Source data
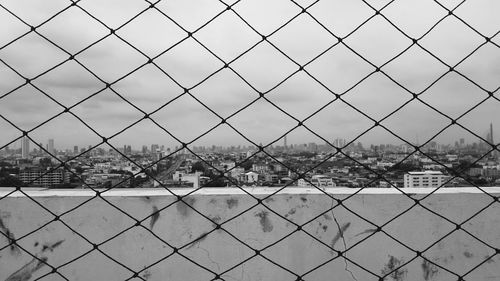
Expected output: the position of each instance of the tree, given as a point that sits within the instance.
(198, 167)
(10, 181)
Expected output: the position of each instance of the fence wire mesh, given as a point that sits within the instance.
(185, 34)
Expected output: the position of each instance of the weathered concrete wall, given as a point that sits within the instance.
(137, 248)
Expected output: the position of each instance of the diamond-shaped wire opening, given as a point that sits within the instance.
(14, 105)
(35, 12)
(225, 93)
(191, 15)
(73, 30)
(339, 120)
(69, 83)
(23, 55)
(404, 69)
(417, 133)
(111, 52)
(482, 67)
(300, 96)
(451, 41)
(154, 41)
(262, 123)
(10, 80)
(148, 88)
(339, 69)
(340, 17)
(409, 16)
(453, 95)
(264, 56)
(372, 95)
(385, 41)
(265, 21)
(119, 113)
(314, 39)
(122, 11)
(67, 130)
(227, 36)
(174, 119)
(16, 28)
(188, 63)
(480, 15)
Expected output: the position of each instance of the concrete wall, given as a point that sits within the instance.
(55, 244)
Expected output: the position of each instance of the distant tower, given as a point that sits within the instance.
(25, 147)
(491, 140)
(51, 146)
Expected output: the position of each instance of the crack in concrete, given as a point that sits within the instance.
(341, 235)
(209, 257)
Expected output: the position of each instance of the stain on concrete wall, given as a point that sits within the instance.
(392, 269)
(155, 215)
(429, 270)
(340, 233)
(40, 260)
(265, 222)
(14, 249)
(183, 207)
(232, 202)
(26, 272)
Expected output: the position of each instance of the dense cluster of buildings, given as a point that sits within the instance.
==
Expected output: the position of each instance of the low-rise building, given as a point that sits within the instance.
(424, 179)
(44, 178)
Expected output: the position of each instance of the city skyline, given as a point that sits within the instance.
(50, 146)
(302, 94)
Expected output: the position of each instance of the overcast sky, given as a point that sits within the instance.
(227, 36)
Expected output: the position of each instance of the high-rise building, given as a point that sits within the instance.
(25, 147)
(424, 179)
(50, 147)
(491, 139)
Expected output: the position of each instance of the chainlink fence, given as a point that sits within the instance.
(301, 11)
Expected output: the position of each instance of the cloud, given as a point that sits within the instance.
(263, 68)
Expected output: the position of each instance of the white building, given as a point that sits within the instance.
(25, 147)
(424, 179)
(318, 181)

JOB: Count the lines in the entries above that contain the string "wall". Case matters, and the reply should be the number alone.

EXERCISE ANSWER: 3